▶ Task details:
Render the listing below as a numbered list, omitting the blank lines.

▶ Shape boundary entries:
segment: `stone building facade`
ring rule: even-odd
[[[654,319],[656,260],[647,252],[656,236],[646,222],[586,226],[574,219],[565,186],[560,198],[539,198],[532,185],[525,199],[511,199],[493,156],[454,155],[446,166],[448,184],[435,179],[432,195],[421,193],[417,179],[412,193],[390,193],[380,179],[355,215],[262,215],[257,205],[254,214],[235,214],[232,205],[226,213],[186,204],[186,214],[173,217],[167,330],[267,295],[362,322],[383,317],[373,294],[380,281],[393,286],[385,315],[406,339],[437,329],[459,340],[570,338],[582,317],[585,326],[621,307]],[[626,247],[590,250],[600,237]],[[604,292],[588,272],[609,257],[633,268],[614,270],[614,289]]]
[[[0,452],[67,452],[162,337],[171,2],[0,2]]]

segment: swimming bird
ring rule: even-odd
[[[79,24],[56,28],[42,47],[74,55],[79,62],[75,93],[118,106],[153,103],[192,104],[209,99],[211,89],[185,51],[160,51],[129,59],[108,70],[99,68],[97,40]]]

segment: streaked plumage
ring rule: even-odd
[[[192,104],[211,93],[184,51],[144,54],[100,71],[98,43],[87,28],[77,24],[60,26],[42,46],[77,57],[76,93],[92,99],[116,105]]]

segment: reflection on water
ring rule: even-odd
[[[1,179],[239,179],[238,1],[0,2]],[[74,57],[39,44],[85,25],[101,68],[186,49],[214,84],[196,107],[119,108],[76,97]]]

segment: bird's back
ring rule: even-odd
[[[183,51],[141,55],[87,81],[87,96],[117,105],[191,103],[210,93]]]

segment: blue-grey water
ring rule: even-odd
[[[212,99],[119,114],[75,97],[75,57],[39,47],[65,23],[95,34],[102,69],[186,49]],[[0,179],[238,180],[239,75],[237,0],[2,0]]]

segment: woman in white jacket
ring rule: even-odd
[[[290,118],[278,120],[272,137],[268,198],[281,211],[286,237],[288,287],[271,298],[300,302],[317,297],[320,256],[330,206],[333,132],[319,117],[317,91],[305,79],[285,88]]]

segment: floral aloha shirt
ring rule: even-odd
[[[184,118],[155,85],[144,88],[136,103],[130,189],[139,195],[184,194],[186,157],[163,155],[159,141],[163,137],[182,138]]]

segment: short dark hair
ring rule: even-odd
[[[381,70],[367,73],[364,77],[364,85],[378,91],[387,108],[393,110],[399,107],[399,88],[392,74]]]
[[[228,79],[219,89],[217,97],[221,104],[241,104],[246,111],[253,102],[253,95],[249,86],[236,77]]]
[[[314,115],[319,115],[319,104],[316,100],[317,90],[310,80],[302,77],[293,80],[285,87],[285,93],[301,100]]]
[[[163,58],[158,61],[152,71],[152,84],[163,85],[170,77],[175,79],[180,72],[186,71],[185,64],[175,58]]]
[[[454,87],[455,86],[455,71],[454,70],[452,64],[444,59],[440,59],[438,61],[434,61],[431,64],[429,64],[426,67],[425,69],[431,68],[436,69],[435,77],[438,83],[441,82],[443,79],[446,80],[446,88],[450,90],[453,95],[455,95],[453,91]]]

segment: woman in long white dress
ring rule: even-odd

▶ Exercise result:
1. segment: `stone building facade`
2. ring rule: even-odd
3. [[[654,319],[656,260],[647,252],[656,236],[646,222],[586,226],[574,219],[565,186],[560,198],[539,198],[532,185],[525,199],[511,199],[493,156],[454,155],[446,166],[448,184],[435,179],[432,195],[421,193],[417,179],[412,193],[390,193],[380,179],[355,215],[262,215],[257,205],[254,214],[235,214],[232,205],[226,213],[186,204],[186,214],[173,217],[167,330],[267,295],[362,322],[383,317],[373,294],[380,281],[393,286],[385,315],[406,339],[437,329],[459,340],[570,338],[582,317],[585,326],[621,307]],[[626,247],[590,250],[600,237]],[[604,292],[588,272],[609,257],[633,268],[614,270],[614,289]]]
4. [[[0,452],[67,452],[162,337],[171,2],[0,2]]]
5. segment: swimming bird
6. ring rule: even-odd
7. [[[79,24],[56,28],[42,47],[74,55],[79,62],[75,93],[118,106],[153,103],[192,104],[209,99],[211,89],[185,51],[160,51],[129,59],[108,70],[99,68],[97,40]]]
8. segment: streaked plumage
9. ring rule: even-odd
10. [[[192,104],[211,93],[184,51],[144,54],[100,71],[98,43],[87,28],[77,24],[60,26],[42,46],[77,57],[76,93],[92,99],[116,105]]]
11. segment: reflection on water
12. ring rule: even-odd
13. [[[1,179],[239,179],[238,1],[0,2]],[[74,57],[39,44],[85,25],[101,68],[186,49],[214,84],[196,107],[119,108],[76,97]]]
14. segment: bird's back
15. ring rule: even-odd
16. [[[183,51],[141,55],[87,81],[87,96],[117,105],[191,103],[210,93]]]
17. segment: blue-grey water
18. ring rule: even-odd
19. [[[212,99],[119,114],[75,97],[75,57],[39,47],[65,23],[95,34],[102,69],[186,49]],[[0,179],[238,180],[239,75],[237,0],[2,0]]]
20. segment: woman in white jacket
21. ring rule: even-odd
22. [[[290,118],[278,120],[272,137],[268,198],[281,211],[286,237],[288,287],[271,298],[300,302],[317,297],[320,256],[330,206],[333,132],[319,117],[317,91],[305,79],[285,88]]]
23. segment: floral aloha shirt
24. ring rule: even-odd
25. [[[184,118],[155,85],[144,88],[136,103],[130,189],[139,195],[184,194],[186,157],[163,155],[159,141],[163,137],[182,138]]]
26. segment: short dark hair
27. ring rule: even-odd
28. [[[381,70],[367,73],[364,77],[364,85],[378,91],[387,108],[393,110],[399,107],[399,88],[392,74]]]
29. [[[228,79],[219,89],[217,97],[221,104],[241,104],[246,111],[253,102],[253,95],[249,86],[236,77]]]
30. [[[314,115],[319,115],[319,104],[316,100],[317,90],[310,80],[302,77],[293,80],[285,87],[285,93],[301,100]]]
31. [[[163,58],[158,61],[152,71],[152,84],[163,85],[170,77],[175,79],[180,72],[186,71],[185,64],[175,58]]]
32. [[[454,87],[455,86],[455,71],[454,70],[452,64],[444,59],[440,59],[438,61],[434,61],[431,64],[429,64],[426,67],[425,69],[431,68],[436,69],[435,77],[438,83],[441,82],[443,79],[446,80],[446,88],[450,90],[453,95],[455,95],[453,91]]]
33. segment: woman in long white dress
34. ring rule: even-odd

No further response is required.